Wie können kollektive Eigentumsrechte entstehen?
Forschende des Max-Planck-Instituts für evolutionäre Anthropologie haben nun kulturelle Entstehung, Fortbestehen und Auflösung von kollektiven Eigentumsrechten näher betrachtet, die zur Verwaltung natürlicher Ressourcen geschaffen wurden. Durch den evolutionären Fokus der Studie werden Debatten um die Bewirtschaftung natürlicher Ressourcen von der Frage "Wie wichtig sind die einzelnen Gestaltungsprinzipien für eine erfolgreiche Ressourcenbewirtschaftung?" hin zu der Frage verlagert "Wie, wo, wann und warum können solche Prinzipien entstehen?"
Der Modellierungsrahmen des Teams verdeutlicht dabei drei entscheidende Systemmerkmale:
- Kollektive Eigentumsrechte haben sich höchstwahrscheinlich sequenziell entwickelt – bestimmte Voraussetzungen müssen vorhanden sein, bevor sich andere entwickeln können. Gruppen müssen zunächst ihre Grenzen sichern und sich dann auf die erfolgreiche interne Regulierung konzentrieren.
- Die Unterstützung für Institutionen, die den Zugang und die Ernten regeln, unterliegt zyklischen Trends mit jeweils zunehmender oder abnehmender Unterstützung.
- Es ist entscheidend, von anderen Gruppen zu lernen, um nachhaltige Praktiken zu erkennen und die der Regulierung zugrundeliegenden Strategien zu verbessern – eine Gruppe, die isoliert ist oder nur ihr eigenes Vorgehen im Blick hat, ist häufig dem Untergang geweiht.

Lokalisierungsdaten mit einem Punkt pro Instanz

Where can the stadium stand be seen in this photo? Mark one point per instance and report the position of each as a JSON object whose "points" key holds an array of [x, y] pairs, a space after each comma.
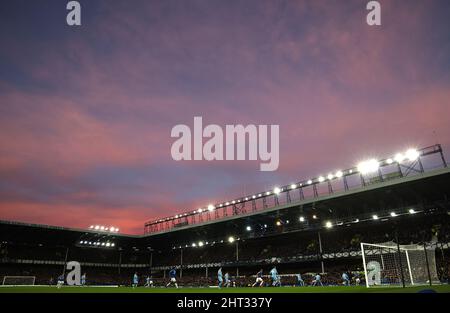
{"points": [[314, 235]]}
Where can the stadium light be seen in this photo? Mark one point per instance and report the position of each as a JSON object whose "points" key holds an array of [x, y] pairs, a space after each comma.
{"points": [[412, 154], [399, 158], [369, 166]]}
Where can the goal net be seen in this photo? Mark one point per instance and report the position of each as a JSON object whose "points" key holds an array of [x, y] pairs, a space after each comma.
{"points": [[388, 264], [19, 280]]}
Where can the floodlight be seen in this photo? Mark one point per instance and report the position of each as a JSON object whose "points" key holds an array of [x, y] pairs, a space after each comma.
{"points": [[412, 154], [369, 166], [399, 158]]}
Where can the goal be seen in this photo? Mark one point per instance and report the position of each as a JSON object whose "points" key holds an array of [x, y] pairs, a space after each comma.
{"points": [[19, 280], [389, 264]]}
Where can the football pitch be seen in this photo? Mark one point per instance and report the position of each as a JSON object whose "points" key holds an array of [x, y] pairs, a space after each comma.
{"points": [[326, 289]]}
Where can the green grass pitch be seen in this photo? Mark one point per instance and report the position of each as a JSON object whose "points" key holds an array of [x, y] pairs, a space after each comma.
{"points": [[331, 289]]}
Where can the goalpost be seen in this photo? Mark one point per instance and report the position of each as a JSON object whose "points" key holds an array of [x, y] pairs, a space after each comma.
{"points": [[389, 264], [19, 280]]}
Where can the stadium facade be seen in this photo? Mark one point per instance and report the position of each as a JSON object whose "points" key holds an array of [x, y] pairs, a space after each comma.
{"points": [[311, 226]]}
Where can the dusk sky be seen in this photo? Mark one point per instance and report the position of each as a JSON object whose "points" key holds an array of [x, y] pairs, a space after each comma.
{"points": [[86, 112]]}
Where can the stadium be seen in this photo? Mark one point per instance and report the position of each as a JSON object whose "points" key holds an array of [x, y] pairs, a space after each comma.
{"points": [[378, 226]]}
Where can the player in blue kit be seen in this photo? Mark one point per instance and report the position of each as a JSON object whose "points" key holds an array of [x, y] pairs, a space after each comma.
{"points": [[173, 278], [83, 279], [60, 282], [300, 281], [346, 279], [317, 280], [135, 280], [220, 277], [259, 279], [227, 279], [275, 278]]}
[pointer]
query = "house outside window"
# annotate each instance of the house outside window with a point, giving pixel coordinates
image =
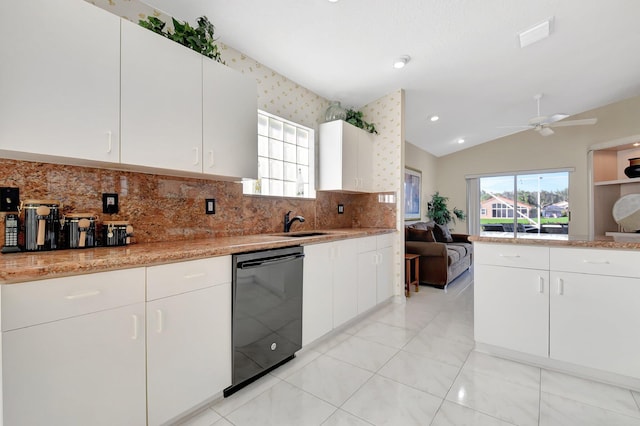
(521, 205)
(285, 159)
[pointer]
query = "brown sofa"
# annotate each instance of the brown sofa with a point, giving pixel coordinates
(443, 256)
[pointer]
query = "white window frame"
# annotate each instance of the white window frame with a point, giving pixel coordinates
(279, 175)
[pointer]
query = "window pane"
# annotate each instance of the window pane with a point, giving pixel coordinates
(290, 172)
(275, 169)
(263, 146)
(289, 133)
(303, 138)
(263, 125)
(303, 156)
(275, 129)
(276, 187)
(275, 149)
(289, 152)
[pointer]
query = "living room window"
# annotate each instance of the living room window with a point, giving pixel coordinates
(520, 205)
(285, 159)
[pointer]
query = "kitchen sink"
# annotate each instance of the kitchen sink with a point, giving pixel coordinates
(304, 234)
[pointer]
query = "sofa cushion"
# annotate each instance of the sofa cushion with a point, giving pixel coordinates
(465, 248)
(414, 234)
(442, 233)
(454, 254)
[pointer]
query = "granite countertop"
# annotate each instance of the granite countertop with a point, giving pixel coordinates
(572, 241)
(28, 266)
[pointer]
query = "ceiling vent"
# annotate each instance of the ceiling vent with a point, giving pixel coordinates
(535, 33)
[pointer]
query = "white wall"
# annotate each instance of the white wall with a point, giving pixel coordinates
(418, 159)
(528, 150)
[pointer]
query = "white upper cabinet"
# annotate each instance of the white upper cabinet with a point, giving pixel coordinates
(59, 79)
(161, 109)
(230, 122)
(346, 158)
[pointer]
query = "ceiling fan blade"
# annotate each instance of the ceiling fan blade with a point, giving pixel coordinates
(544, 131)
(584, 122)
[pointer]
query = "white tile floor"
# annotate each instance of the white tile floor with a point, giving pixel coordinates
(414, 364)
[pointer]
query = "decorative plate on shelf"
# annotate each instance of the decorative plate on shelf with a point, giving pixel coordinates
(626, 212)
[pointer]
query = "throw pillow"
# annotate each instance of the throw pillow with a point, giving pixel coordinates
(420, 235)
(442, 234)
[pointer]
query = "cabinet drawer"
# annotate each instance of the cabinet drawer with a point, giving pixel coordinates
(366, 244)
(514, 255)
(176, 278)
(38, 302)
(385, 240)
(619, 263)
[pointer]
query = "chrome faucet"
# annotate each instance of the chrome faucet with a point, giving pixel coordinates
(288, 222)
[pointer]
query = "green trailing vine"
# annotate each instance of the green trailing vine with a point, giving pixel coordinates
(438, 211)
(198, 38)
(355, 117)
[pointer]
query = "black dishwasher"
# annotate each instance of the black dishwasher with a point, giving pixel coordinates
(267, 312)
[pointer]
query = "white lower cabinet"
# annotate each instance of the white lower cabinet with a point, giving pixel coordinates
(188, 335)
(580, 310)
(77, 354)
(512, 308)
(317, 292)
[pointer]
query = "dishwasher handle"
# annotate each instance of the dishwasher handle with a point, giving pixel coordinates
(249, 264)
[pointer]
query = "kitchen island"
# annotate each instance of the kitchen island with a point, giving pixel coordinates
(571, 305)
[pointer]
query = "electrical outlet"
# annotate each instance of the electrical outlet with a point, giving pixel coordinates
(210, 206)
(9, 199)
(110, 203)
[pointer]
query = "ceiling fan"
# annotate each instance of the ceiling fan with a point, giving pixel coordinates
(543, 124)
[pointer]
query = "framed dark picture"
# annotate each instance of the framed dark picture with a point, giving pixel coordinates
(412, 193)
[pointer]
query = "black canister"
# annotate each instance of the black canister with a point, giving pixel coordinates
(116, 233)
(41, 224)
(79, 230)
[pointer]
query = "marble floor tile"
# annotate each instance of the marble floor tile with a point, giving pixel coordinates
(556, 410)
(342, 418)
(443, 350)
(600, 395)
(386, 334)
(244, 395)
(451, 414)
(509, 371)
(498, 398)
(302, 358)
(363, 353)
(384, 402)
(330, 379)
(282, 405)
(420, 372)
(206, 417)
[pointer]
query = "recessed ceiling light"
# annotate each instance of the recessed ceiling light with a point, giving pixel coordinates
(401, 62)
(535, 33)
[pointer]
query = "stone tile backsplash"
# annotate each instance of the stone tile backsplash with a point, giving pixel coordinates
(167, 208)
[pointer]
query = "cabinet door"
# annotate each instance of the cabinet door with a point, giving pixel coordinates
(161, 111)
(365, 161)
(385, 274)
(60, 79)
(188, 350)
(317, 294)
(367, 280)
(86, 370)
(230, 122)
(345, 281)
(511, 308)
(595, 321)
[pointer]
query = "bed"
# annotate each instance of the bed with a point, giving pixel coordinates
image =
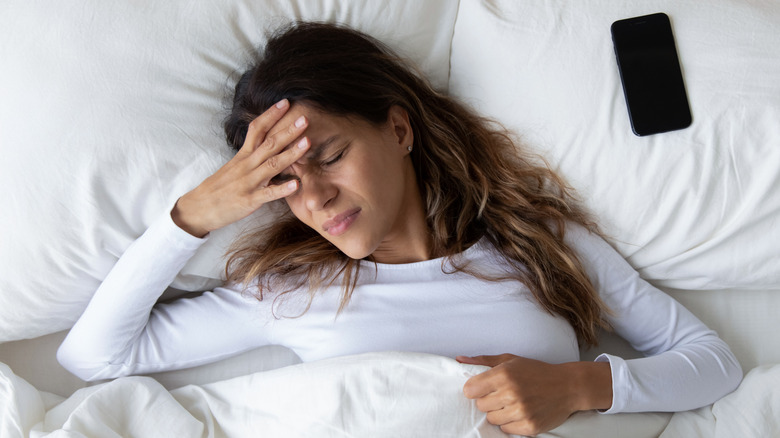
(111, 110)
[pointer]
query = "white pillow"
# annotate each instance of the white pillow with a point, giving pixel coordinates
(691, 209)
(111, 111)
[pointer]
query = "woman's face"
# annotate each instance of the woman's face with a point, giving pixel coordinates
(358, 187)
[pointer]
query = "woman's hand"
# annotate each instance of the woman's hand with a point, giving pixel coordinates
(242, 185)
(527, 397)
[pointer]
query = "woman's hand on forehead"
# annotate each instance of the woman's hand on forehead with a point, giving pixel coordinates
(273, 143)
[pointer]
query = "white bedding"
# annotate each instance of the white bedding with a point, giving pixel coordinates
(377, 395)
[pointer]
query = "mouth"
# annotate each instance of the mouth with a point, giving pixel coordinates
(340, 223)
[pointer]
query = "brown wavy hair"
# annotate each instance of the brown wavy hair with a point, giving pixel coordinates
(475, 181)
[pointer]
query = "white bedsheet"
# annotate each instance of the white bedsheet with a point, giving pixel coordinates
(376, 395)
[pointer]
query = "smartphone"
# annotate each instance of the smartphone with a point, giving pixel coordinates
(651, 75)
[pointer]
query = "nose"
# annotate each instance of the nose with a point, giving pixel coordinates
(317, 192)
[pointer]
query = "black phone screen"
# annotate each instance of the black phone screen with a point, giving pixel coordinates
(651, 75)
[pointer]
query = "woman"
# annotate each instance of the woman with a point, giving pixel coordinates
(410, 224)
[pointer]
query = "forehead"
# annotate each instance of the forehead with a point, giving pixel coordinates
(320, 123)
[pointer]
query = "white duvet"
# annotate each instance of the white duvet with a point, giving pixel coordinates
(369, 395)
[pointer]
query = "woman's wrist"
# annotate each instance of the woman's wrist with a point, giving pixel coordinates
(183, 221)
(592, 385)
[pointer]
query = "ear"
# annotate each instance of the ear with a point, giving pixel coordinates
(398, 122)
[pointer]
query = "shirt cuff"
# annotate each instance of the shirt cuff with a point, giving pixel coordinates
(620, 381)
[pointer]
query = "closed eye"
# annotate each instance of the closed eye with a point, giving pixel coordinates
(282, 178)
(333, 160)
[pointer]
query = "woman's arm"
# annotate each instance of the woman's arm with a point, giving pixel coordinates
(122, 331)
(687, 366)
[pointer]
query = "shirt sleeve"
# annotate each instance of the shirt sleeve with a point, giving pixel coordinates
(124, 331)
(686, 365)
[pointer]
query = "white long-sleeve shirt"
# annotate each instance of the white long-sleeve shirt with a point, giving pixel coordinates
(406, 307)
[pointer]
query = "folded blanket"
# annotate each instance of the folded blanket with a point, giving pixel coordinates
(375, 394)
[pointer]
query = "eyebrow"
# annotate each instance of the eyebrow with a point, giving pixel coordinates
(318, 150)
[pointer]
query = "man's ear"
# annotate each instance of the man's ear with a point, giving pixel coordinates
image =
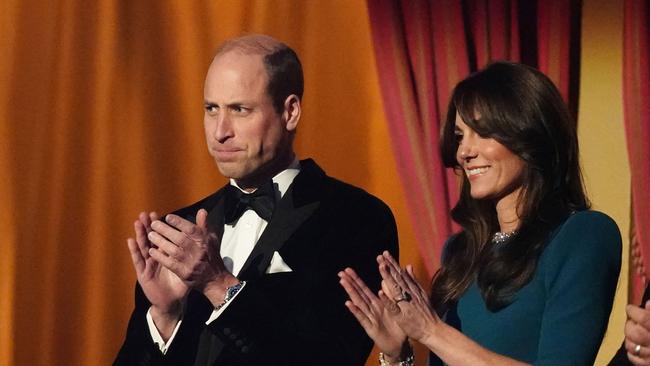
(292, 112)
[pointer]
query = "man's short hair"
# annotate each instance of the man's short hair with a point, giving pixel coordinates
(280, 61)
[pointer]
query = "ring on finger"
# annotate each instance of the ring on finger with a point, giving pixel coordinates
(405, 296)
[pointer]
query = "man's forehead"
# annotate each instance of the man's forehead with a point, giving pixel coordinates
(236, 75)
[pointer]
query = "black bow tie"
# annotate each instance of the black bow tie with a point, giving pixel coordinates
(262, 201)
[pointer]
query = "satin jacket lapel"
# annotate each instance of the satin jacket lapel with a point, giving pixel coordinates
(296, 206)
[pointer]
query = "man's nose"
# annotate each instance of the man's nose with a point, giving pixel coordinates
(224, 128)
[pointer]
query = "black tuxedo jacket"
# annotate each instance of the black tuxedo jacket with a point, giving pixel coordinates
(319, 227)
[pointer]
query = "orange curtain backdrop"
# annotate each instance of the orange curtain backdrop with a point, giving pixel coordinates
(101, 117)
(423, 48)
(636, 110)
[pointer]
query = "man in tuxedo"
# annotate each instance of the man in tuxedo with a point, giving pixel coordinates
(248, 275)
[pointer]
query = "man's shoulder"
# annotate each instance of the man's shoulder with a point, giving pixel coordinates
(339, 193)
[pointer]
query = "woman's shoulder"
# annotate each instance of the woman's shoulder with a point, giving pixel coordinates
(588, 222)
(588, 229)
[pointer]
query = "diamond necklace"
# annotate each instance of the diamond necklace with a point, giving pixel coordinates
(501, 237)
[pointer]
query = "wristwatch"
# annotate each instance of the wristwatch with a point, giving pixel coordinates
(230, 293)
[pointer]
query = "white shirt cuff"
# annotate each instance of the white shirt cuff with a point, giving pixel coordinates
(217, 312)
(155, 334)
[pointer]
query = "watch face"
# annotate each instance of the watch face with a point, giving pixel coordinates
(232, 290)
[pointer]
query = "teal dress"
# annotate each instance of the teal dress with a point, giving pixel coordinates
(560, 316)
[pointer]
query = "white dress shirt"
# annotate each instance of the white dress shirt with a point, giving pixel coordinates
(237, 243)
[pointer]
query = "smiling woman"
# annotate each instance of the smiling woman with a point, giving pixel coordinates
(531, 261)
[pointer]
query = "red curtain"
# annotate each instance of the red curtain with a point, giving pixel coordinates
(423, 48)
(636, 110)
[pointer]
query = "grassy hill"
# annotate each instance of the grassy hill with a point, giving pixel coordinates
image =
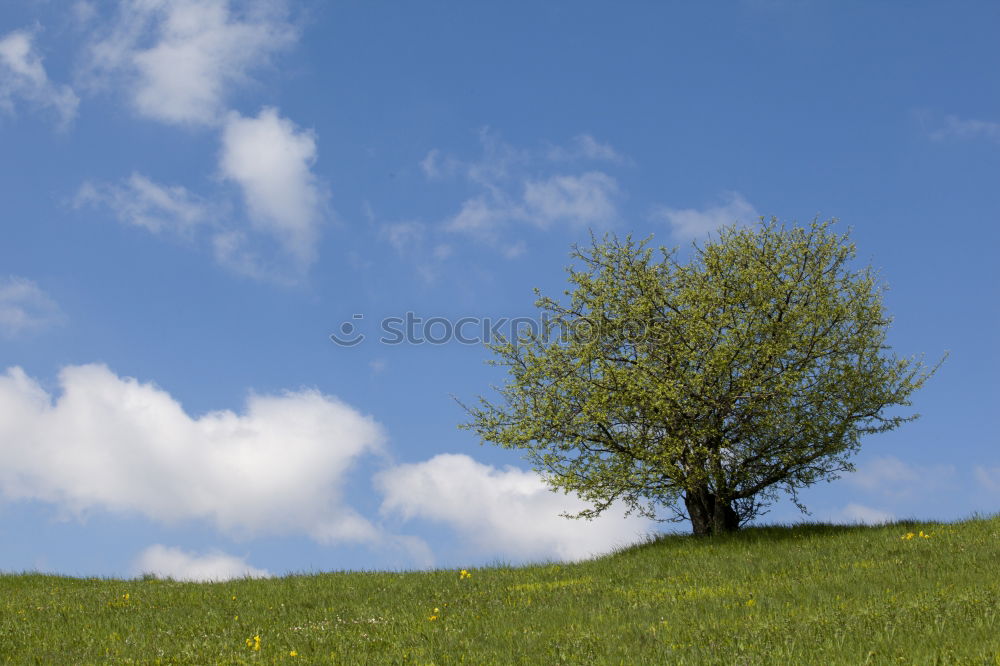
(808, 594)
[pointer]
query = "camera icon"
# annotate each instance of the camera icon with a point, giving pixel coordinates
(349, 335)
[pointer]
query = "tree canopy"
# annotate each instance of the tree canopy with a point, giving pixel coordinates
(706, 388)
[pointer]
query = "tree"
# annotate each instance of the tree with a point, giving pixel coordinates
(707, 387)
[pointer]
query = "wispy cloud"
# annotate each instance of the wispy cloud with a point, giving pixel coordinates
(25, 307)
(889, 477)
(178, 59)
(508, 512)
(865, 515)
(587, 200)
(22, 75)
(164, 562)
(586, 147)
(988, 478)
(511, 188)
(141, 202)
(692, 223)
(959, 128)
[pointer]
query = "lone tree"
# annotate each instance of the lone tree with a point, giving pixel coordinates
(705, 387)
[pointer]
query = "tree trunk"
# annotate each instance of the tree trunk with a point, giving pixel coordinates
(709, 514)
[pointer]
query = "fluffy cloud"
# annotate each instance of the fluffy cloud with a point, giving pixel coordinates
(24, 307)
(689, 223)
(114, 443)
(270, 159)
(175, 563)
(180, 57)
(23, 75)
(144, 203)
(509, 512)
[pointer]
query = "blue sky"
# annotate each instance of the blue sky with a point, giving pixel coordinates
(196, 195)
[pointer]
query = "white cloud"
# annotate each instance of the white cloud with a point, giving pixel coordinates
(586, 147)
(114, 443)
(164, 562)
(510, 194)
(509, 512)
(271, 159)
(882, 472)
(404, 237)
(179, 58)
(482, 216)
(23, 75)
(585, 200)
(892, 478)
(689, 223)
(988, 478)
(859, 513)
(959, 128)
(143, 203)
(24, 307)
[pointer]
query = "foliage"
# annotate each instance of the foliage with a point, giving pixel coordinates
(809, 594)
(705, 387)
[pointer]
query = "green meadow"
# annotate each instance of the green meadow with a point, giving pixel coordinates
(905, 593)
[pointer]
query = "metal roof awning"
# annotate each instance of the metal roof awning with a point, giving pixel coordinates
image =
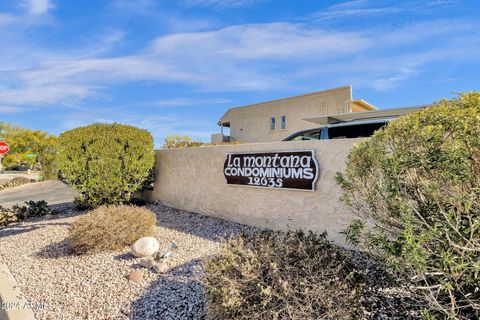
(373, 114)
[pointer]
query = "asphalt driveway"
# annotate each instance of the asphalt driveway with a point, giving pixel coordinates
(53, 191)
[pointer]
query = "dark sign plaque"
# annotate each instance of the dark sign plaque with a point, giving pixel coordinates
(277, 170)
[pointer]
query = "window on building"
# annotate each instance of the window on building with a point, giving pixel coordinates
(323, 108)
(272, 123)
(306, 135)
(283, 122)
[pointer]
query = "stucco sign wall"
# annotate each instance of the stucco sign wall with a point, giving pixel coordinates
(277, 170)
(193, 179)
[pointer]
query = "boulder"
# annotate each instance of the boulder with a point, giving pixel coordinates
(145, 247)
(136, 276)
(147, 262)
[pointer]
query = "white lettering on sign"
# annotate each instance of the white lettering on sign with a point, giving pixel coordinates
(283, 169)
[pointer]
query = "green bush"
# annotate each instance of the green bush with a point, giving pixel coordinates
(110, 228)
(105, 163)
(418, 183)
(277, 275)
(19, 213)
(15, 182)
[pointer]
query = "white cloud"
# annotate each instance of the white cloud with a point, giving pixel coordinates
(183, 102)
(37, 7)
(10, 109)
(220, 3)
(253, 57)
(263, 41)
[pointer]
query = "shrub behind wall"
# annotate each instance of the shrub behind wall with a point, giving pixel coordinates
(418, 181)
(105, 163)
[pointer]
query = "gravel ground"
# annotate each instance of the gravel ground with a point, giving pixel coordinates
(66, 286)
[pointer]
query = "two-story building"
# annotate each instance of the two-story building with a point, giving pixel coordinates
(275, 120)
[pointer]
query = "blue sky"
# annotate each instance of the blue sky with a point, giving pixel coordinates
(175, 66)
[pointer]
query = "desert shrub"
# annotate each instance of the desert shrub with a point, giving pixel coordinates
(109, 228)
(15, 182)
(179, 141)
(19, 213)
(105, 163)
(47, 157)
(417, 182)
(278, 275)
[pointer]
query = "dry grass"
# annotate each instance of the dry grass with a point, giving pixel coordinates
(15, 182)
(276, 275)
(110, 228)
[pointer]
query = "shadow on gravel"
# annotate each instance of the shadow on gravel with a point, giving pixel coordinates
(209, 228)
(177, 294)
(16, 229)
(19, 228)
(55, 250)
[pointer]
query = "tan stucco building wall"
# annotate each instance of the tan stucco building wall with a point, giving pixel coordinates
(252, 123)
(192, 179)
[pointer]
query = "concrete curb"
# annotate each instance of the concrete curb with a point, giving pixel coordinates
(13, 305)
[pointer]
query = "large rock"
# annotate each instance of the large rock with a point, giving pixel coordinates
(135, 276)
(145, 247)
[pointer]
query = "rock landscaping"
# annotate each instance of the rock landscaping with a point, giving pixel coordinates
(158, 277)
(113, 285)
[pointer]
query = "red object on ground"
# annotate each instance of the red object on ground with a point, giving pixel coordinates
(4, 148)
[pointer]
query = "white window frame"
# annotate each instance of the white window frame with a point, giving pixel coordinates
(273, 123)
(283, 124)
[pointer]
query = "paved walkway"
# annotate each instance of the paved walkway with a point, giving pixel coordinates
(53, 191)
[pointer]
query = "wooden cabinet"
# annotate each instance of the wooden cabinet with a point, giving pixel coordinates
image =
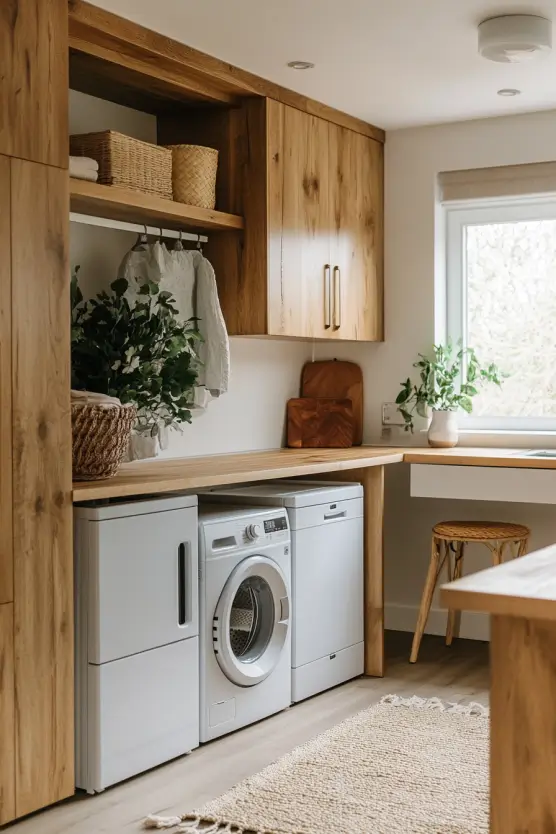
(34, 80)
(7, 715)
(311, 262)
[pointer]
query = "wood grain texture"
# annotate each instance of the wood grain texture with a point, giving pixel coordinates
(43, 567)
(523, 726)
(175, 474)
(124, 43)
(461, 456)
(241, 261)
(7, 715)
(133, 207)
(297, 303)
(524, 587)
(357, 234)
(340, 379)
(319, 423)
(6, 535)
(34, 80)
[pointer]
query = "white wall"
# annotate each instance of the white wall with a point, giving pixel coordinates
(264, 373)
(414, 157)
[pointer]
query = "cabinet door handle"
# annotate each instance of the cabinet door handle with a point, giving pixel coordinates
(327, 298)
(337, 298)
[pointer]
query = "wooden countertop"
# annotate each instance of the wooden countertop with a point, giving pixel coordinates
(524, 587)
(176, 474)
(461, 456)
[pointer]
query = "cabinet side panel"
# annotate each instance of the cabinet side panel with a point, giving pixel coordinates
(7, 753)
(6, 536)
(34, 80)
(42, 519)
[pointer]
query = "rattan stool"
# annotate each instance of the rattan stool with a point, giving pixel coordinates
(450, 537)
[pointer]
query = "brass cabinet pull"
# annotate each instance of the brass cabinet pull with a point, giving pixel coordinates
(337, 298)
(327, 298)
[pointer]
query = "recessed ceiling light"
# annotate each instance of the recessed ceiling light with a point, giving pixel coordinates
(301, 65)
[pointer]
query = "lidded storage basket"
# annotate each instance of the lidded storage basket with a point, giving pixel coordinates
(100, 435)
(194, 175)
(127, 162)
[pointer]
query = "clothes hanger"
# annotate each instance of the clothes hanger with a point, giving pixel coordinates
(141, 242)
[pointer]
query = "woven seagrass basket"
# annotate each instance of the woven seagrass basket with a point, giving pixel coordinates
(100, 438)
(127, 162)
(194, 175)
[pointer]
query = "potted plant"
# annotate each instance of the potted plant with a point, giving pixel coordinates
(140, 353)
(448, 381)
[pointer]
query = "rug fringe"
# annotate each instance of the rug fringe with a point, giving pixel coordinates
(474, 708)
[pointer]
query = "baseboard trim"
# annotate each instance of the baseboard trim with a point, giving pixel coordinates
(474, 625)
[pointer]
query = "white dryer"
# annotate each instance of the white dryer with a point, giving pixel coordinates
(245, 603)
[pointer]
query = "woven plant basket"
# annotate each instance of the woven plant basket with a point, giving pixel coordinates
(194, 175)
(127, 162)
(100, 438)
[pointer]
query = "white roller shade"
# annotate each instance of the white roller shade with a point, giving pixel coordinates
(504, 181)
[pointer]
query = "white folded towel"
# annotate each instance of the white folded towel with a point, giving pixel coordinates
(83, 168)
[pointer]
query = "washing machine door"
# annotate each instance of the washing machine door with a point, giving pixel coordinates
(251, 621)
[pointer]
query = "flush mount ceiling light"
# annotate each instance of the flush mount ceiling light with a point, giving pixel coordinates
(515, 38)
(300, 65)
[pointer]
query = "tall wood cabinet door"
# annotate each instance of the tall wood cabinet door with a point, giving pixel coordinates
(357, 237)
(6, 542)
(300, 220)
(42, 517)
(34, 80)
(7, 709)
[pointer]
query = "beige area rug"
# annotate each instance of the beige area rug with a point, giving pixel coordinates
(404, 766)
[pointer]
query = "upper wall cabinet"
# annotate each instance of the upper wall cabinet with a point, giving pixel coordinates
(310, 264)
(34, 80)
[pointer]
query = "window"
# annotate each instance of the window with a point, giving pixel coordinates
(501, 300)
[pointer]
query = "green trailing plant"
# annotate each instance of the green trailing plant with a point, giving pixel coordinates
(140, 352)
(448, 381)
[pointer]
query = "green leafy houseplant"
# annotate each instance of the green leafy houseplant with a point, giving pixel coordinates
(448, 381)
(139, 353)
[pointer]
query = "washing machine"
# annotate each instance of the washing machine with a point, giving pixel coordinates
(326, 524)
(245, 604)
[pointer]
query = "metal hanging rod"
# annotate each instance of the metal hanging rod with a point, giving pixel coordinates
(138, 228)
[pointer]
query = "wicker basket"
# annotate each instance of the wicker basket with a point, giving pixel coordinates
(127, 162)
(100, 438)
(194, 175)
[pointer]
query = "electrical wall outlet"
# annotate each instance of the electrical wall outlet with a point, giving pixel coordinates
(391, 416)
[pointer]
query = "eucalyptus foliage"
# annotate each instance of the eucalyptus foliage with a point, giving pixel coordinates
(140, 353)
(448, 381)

**Anforderung 1:**
Geben Sie aus dem Text über kollektive Eigentumsrechte den Abschnitt von „Der Modellierungsrahmen des“ bis „dem Untergang geweiht.“ wortgetreu aus.
**Anforderung 2:**
Setzen Sie den Text über kollektive Eigentumsrechte nach seinem letzten Satz fort.

**Antwortfeld 1:**
Der Modellierungsrahmen des Teams verdeutlicht dabei drei entscheidende Systemmerkmale:
- Kollektive Eigentumsrechte haben sich höchstwahrscheinlich sequenziell entwickelt – bestimmte Voraussetzungen müssen vorhanden sein, bevor sich andere entwickeln können. Gruppen müssen zunächst ihre Grenzen sichern und sich dann auf die erfolgreiche interne Regulierung konzentrieren.
- Die Unterstützung für Institutionen, die den Zugang und die Ernten regeln, unterliegt zyklischen Trends mit jeweils zunehmender oder abnehmender Unterstützung.
- Es ist entscheidend, von anderen Gruppen zu lernen, um nachhaltige Praktiken zu erkennen und die der Regulierung zugrundeliegenden Strategien zu verbessern – eine Gruppe, die isoliert ist oder nur ihr eigenes Vorgehen im Blick hat, ist häufig dem Untergang geweiht.

**Antwortfeld 2:**
Konflikt um Mangroven
Die Autoren unterzogen ihren theoretischen Ansatz nun einem Praxistest im Rahmen einer Langzeitstudie des Teams auf dem Sansibar-Archipel (Tansania). Dort erforschen sie Gemeinschaften, die ihre Mangrovenwälder langfristig zu erhalten versuchen, denn diese schützen die Küsten vor dem Anstieg des Meeresspiegels und liefern wertvolle natürliche Ressourcen. Die Forschenden stellten fest, dass Gruppen, die mit benachbarten Gemeinschaften in Konflikt stehen, weil diese zum Beispiel eindringen und Mangroven abholzen, sich bei der Entwicklung erfolgreicher Strategien für die interne Governance schwertun. Dies ist vor allem der Fall, wenn es keine klar definierten Grenzen gibt, die den Ressourcenzugang kontrollieren. Anstatt nachhaltig zu wirtschaften, konzentrierte sich die Gruppe dann eher auf die Ernte ihrer eigenen bereits knappen Ressource.
Ohne die konsequente soziale Durchsetzung festgelegter Grenzen schadet der Konflikt um Ressourcen, den verschiedene Gruppen miteinander austragen, also der internen Governance. Diese Dynamik unterscheidet sich stark von anderen evolutionären Systemen, in denen Konflikte zwischen Gruppen kooperative Antworten hervorrufen – der Unterschied liegt in der verschachtelten und sequenziellen Natur der Evolution von Systemen zur Bewirtschaftung natürlicher Ressourcen.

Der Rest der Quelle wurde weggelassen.